— begin —

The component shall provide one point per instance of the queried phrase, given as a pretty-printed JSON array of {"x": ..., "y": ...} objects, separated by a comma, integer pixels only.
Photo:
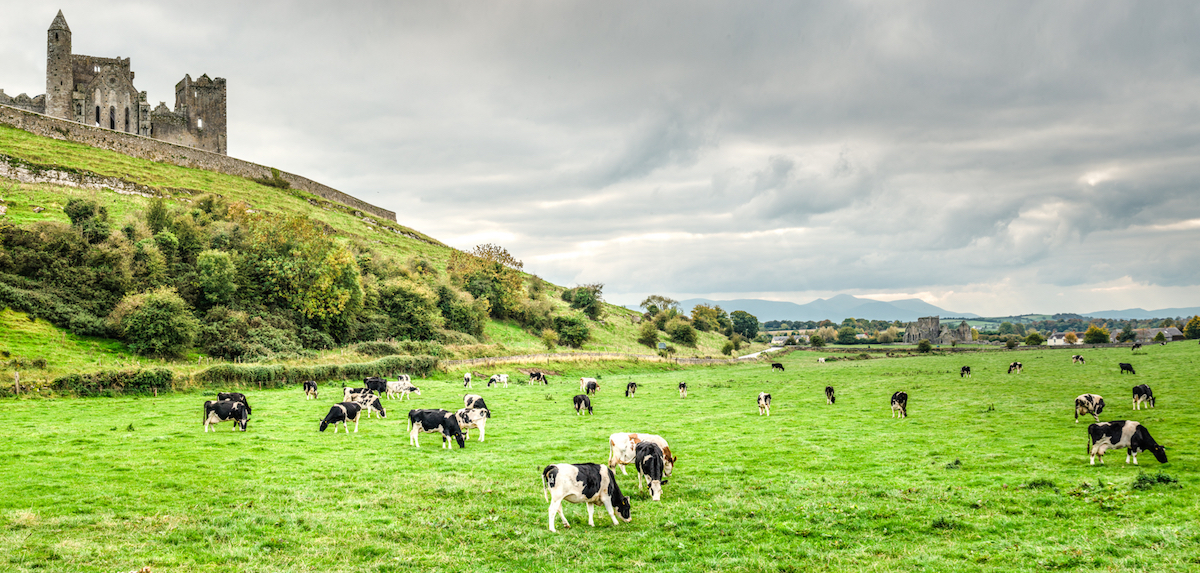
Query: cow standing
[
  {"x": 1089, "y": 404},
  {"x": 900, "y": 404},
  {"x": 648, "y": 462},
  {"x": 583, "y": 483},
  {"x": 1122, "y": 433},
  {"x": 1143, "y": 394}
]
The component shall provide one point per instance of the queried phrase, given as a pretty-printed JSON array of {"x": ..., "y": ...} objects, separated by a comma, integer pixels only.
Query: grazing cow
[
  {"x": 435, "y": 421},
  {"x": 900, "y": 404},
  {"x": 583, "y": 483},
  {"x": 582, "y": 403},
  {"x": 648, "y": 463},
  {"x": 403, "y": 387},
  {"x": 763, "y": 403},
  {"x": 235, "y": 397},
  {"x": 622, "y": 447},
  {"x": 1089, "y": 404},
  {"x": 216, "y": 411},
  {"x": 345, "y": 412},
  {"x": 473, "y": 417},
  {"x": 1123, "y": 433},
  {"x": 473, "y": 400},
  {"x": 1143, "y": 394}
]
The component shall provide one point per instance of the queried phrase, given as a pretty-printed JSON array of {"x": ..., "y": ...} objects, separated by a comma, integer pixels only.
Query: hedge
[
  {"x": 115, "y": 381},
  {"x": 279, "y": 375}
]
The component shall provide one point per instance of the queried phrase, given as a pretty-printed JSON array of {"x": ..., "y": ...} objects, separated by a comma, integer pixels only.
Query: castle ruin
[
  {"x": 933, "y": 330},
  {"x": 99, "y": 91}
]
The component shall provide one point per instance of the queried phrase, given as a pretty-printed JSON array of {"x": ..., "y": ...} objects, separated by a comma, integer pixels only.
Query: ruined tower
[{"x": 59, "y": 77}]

— end —

## WHAT TO WORK ON
Output every entry verbatim. Pictures do not belong in the copy.

## REPLY TO THE EXERCISE
The component shall provide one point per instance of the queried phrase, given as a pretty-printed JSON array of {"x": ..., "y": ...} objects, separated by a comma, integer pixels only.
Photo:
Query: cow standing
[
  {"x": 1089, "y": 404},
  {"x": 900, "y": 404},
  {"x": 648, "y": 462},
  {"x": 583, "y": 483},
  {"x": 1122, "y": 433},
  {"x": 1143, "y": 394}
]
The component shall provide one point per instance of the queried phrase, given as a pretty-printed JSON array of {"x": ..., "y": ...} objects, separated by a comma, integer pixels only.
Query: grazing cow
[
  {"x": 435, "y": 421},
  {"x": 900, "y": 404},
  {"x": 583, "y": 483},
  {"x": 582, "y": 403},
  {"x": 648, "y": 463},
  {"x": 403, "y": 387},
  {"x": 763, "y": 403},
  {"x": 235, "y": 397},
  {"x": 622, "y": 447},
  {"x": 1089, "y": 404},
  {"x": 216, "y": 411},
  {"x": 345, "y": 412},
  {"x": 473, "y": 417},
  {"x": 1123, "y": 433},
  {"x": 473, "y": 400},
  {"x": 1143, "y": 394}
]
The component shall provide one point per instance of the queried phrase, given as a pretty-printed JSON array of {"x": ..., "y": ...} objects, separated by a comma, integer pixels only.
Query: hedge
[
  {"x": 115, "y": 381},
  {"x": 279, "y": 375}
]
The component shall provide one point per instance of the queried phrase, given as a pretty-printed JSON array of {"x": ..., "y": ...} objects, separated by a comma, integer pixels only.
Query: castle ruin
[
  {"x": 933, "y": 330},
  {"x": 99, "y": 91}
]
The component shall provide one point per instance of the queried phrase, given as a pretty-printed JSON array of {"x": ..., "y": ...} objects, separated by a comma, integer pixels only.
Query: ruined tower
[{"x": 59, "y": 77}]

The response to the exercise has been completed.